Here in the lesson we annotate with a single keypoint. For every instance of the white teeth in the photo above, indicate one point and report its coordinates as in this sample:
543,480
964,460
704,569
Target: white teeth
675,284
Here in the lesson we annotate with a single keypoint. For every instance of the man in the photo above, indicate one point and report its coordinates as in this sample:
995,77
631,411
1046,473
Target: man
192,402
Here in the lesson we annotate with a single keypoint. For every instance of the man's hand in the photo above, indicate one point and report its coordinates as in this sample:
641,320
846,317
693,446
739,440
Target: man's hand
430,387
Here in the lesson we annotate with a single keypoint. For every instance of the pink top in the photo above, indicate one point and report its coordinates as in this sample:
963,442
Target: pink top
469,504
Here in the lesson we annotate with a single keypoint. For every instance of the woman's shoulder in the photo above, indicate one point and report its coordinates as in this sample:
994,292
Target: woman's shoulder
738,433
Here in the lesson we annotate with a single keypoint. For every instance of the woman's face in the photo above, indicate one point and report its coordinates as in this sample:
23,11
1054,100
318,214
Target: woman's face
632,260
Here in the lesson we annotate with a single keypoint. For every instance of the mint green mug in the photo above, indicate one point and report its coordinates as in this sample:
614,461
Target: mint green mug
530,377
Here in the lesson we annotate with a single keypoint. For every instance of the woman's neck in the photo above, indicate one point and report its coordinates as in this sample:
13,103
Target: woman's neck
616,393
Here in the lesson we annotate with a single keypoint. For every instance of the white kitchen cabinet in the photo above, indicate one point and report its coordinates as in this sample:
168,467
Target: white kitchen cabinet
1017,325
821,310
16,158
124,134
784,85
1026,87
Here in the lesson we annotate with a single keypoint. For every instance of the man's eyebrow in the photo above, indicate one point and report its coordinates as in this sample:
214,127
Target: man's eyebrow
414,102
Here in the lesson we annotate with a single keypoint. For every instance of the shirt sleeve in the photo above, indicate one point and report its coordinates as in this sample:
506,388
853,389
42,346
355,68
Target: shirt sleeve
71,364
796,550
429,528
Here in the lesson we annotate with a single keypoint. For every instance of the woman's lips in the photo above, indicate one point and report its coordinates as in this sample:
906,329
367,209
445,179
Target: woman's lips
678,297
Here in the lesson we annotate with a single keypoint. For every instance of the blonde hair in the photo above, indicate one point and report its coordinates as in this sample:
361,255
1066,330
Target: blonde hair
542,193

Yapılacak iş:
Yukarıdaki listede "of the shirt" ifadesinin geçtiği satırdan listenin sonuna kadar, iki uç da dahil olmak üzere, satırları her satıra bir dize düşecek biçimde JSON dizisi olarak biçimlendirin. Boş satırları diziye almayın.

Alıştırmanın yanıtı:
[
  "Here in the lesson we annotate with a single keypoint. For every instance of the shirt sleeve in the photo above, indicate one point and report its coordinates as in this sample:",
  "506,388",
  "853,389",
  "42,346",
  "355,68",
  "Target: shirt sleeve",
  "71,364",
  "796,550",
  "429,528",
  "Here in the lesson we annotate with a single keypoint. For every instance of the woman's lips in the photo above, indicate one point and report its coordinates as in this sample:",
  "906,329",
  "367,209",
  "445,179",
  "Target: woman's lips",
  "678,297",
  "Here in the lesson we annotate with a single keypoint. For every instance of the blonde hair in the photo above, indicate one point and report its coordinates as in this sample:",
  "361,255",
  "1066,330",
  "Target: blonde hair",
  "542,193"
]